*SOURCE PASSAGE*:
----

Share Transfer Agreement

Updated atMarch 2010

THIS AGREEMENT is made at........................... on this..................... day of ............ 20.............

BETWEEN

.................................. Private Limited, a Company registered under the Indian Companies Act having its registered office at ................................................... (hereinafter referred to as "First Party" which expression shall unless repugnant to the context or meaning thereof include its successors and permitted assigns) of the FIRST PART,

AND

.......................................... Limited, a company registered under the Indian Companies Act having its registered office at ................................................. (hereinafter referred to as "Second Party" which expression shall unless repugnant to the context or meaning thereof include its successors and permitted assigns) of the SECOND PART, and

Shri. ............................, s/o Shri. .........................., r/o ......................................., for and on his own behalf and for and on behalf of Shri. ........................., s/o Shri. .........................., r/o ....................................... (hereinafter referred to as the "Shri. .................. [Third Party]" which expression shall unless repugnant to the context or meaning thereof include its successors and permitted assigns) of the THIRD PART.

Second Party and Shri. ............................. are hereinafter collectively referred to as the ''Sellers''.

Whereas Third Party, Shri. ............................. and Shri. ............................... hold.................. fully paid-up equity shares of Rs...........(Rupees..............................) each in.............................. Limited, a company registered under the Indian Companies Act having its registered office at......................................... (hereinafter referred to as "Balzeflash Limited"), constituting 100% of the issued and paid-up share capital of Balzeflash Limited (the ''Balzeflash Limited Shares'').

And whereas Balzeflash Limited carries on the business of manufacture and sale of _____and ____;

And whereas the Sellers wish to transfer the Balzeflash Limited Shares to First Party.

Now therefore, in light of the mutual promises contained herein and other good and valuable consideration, the receipt and sufficiency of which is hereby acknowledged, the Parties agree as follows:

  1. Definitions

    1.1 ''Assets'' means all rights, properties and assets, whether movable or immovable, tangible or intangible, including Land, owned by Balzeflash Limited as set out in Schedule-I hereto.

    1.2 ''Completion Accounts'' means the financial statements, including the balance-sheet and the profit and loss account of Balzeflash Limited as of the date of Completion of Transfer.

----

*MATERIAL*:
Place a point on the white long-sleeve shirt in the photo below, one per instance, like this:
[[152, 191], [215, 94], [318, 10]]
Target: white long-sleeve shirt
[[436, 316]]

----

Reproduce the share transfer agreement above word for word, between "And whereas the" and "in Schedule-I hereto.", inclusive.

And whereas the Sellers wish to transfer the Balzeflash Limited Shares to First Party.

Now therefore, in light of the mutual promises contained herein and other good and valuable consideration, the receipt and sufficiency of which is hereby acknowledged, the Parties agree as follows:

  1. Definitions

    1.1 ''Assets'' means all rights, properties and assets, whether movable or immovable, tangible or intangible, including Land, owned by Balzeflash Limited as set out in Schedule-I hereto.